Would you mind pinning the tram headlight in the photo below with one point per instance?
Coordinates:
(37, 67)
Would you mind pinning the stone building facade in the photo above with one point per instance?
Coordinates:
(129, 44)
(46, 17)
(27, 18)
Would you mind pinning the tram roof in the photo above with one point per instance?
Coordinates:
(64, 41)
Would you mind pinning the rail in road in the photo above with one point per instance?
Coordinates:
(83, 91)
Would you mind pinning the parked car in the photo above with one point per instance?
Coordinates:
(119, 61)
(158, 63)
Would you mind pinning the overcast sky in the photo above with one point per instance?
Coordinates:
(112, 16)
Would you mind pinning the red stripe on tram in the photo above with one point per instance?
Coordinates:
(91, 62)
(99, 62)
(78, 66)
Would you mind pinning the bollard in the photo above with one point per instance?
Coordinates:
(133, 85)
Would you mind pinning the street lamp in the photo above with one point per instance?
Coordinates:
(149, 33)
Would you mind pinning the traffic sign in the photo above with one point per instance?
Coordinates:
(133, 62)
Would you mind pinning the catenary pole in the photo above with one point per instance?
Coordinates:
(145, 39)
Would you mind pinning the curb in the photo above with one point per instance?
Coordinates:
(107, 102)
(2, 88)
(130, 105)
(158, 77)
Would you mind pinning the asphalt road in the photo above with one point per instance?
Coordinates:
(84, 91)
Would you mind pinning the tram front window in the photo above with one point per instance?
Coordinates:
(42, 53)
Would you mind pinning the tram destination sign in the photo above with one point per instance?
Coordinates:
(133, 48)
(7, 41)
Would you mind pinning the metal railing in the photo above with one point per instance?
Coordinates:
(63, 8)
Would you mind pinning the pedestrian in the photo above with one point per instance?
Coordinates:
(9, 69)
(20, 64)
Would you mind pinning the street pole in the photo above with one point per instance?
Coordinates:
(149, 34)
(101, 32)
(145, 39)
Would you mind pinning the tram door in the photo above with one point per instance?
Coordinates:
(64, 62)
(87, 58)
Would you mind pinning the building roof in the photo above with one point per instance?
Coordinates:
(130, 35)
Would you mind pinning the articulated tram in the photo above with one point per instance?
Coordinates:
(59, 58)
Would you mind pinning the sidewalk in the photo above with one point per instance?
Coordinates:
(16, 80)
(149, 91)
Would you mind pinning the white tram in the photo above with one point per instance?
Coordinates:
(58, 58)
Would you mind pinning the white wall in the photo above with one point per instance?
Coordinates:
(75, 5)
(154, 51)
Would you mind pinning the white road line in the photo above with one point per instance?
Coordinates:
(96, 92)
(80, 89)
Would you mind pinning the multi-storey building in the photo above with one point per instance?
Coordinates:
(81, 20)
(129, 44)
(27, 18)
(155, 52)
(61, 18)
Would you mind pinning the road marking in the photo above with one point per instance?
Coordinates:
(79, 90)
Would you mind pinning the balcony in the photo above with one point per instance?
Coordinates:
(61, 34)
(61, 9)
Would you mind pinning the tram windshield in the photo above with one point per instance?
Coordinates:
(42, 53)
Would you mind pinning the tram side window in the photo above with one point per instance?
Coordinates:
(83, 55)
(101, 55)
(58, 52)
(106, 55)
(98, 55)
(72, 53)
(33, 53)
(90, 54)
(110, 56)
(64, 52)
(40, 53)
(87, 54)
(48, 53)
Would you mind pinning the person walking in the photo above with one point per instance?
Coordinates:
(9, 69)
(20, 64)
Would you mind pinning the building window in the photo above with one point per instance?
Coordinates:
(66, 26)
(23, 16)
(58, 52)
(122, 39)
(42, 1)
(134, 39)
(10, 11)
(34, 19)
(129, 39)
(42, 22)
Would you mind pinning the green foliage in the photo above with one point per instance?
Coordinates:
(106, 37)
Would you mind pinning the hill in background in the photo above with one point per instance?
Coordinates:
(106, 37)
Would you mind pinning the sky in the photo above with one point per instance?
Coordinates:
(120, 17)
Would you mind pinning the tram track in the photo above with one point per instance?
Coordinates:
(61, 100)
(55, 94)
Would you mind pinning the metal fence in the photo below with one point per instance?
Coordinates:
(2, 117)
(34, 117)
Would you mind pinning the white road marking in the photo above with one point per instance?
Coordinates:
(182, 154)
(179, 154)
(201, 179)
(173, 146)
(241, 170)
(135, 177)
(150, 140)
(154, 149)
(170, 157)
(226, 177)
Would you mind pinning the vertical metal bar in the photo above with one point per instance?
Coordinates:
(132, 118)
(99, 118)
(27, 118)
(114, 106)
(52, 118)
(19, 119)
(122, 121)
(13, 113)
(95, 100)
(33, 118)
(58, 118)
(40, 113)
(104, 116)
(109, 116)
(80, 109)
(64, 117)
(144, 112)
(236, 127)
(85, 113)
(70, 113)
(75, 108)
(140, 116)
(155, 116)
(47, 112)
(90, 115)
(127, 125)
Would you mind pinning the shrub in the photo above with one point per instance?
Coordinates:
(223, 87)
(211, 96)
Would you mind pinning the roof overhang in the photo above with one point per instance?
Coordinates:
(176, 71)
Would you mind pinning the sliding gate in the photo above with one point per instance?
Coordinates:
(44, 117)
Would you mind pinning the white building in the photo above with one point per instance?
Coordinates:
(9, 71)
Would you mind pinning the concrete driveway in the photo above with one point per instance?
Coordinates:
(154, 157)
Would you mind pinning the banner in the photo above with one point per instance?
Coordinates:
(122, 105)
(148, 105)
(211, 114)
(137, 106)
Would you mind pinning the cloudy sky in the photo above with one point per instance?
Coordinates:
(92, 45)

________________________

■ To do ■
Each line above is to be restated exactly.

■ Answer for this exercise ■
Would you mind pinning the tram headlight in the photo below with one point per instance?
Coordinates:
(37, 67)
Would you mind pinning the stone building facade in the photo above with one point per instance?
Coordinates:
(129, 44)
(46, 17)
(27, 18)
Would you mind pinning the tram roof in the photo above with one point per instance?
Coordinates:
(64, 41)
Would you mind pinning the rail in road in the photo above with one point per instance?
Coordinates:
(83, 91)
Would you mind pinning the parked car in the photo above with one point per instance?
Coordinates:
(119, 61)
(158, 63)
Would you mind pinning the overcast sky in the photo above with one point per instance?
Coordinates:
(112, 16)
Would you mind pinning the red stripe on tram in the photo above with one point per instance?
Coordinates:
(91, 62)
(99, 62)
(78, 66)
Would you mind pinning the bollard in the photo above with one point per instance?
Coordinates:
(133, 85)
Would you mind pinning the street lamp in the photo above with one point per instance?
Coordinates:
(149, 33)
Would you mind pinning the traffic sign in the photo above with one point per instance?
Coordinates:
(133, 62)
Would you mind pinning the catenary pole in the photo above with one point per instance?
Coordinates:
(145, 39)
Would you mind pinning the curb in the photo above with one point per instance?
Coordinates:
(107, 102)
(2, 88)
(130, 105)
(158, 77)
Would you mind pinning the asphalt road in the photo above with one point per instance?
Coordinates:
(84, 91)
Would you mind pinning the tram front window in the photo above with one point per instance?
Coordinates:
(42, 53)
Would you mind pinning the tram destination sign in the photo above with one point per instance?
Coordinates:
(133, 48)
(7, 41)
Would you mind pinning the metal railing in the photo above with one point per instance?
Coordinates:
(63, 8)
Would you mind pinning the pedestrian in the photo above with one point per instance?
Coordinates:
(9, 69)
(20, 64)
Would you mind pinning the street pole in the photo above with one point per instance?
Coordinates:
(149, 34)
(101, 32)
(145, 39)
Would you mind pinning the tram door in the photo above with one point per instance?
Coordinates:
(64, 62)
(87, 58)
Would you mind pinning the building roof in the photo above with one point per instance?
Coordinates:
(130, 35)
Would you mind pinning the articulated tram in the photo above with one point per instance?
Coordinates:
(59, 58)
Would you mind pinning the sidewalk in the photo above with one point per instance?
Coordinates:
(16, 80)
(149, 91)
Would you mind pinning the white tram in the photo above with one point per instance?
Coordinates:
(58, 58)
Would you mind pinning the white wall in the photo above with one point per instance?
Coordinates:
(75, 5)
(154, 51)
Would you mind pinning the white road line in the photo above with one point per instance?
Coordinates:
(96, 92)
(80, 89)
Would you mind pinning the multi-storey building in the photo above with one point per instance?
Coordinates:
(81, 20)
(129, 44)
(27, 18)
(155, 52)
(61, 18)
Would you mind pinning the road marking in the photo above with one point per instance?
Coordinates:
(79, 90)
Would you mind pinning the balcony in the photo above with one point per instance?
Coordinates:
(61, 34)
(61, 9)
Would you mind pinning the tram windshield in the photo above with one point per instance?
Coordinates:
(42, 53)
Would you mind pinning the tram side window in the photo above with one point per instance?
Coordinates:
(83, 55)
(101, 55)
(58, 52)
(106, 55)
(98, 55)
(72, 53)
(33, 53)
(90, 54)
(110, 56)
(64, 52)
(40, 53)
(87, 54)
(48, 53)
Would you mind pinning the person walking in the photo above with one point per instance?
Coordinates:
(9, 69)
(20, 64)
Would you mind pinning the building window in the photo above with one point per instance?
Coordinates:
(66, 26)
(23, 16)
(58, 52)
(122, 39)
(42, 1)
(134, 39)
(10, 11)
(34, 19)
(129, 39)
(42, 22)
Would you mind pinning the green foliage in the photo above with one point per instance?
Coordinates:
(106, 37)
Would you mind pinning the hill in background in the photo above with one point per instance?
Coordinates:
(106, 37)
Would you mind pinning the sky in the photo above with one point per instance?
Coordinates:
(120, 17)
Would you mind pinning the tram track in the photo above with one point per instance?
Coordinates:
(61, 100)
(55, 94)
Would you mind pinning the metal fence in the photo below with one point per instance?
Coordinates:
(2, 117)
(34, 117)
Would you mind pinning the white road marking in the photo above with one point per instance?
Coordinates:
(182, 154)
(179, 154)
(201, 179)
(173, 146)
(241, 170)
(135, 177)
(150, 140)
(154, 149)
(170, 157)
(226, 177)
Would you mind pinning the vertical metal bar in the photo above with one point per instance?
Coordinates:
(132, 118)
(99, 118)
(27, 118)
(114, 106)
(52, 118)
(19, 119)
(122, 121)
(13, 113)
(95, 100)
(33, 118)
(58, 118)
(40, 113)
(104, 116)
(109, 116)
(80, 109)
(64, 117)
(144, 112)
(236, 127)
(85, 113)
(70, 113)
(75, 108)
(140, 116)
(155, 116)
(47, 112)
(90, 115)
(127, 125)
Would you mind pinning the shrub in the photo above with one point per instance?
Coordinates:
(223, 87)
(211, 96)
Would you mind pinning the roof overhang in the photo above with one point per instance?
Coordinates:
(176, 71)
Would you mind pinning the sliding gate in the photo above with one point per instance?
Coordinates:
(44, 117)
Would you mind pinning the white building in the photo above with one point per instance?
Coordinates:
(9, 71)
Would you mind pinning the concrete driveway in the photo above with one point per instance?
Coordinates:
(154, 157)
Would you mind pinning the banner in the photo above with one point per instance?
Coordinates:
(122, 105)
(148, 105)
(211, 114)
(137, 106)
Would you mind pinning the cloudy sky in the photo above with one point per instance?
Coordinates:
(92, 45)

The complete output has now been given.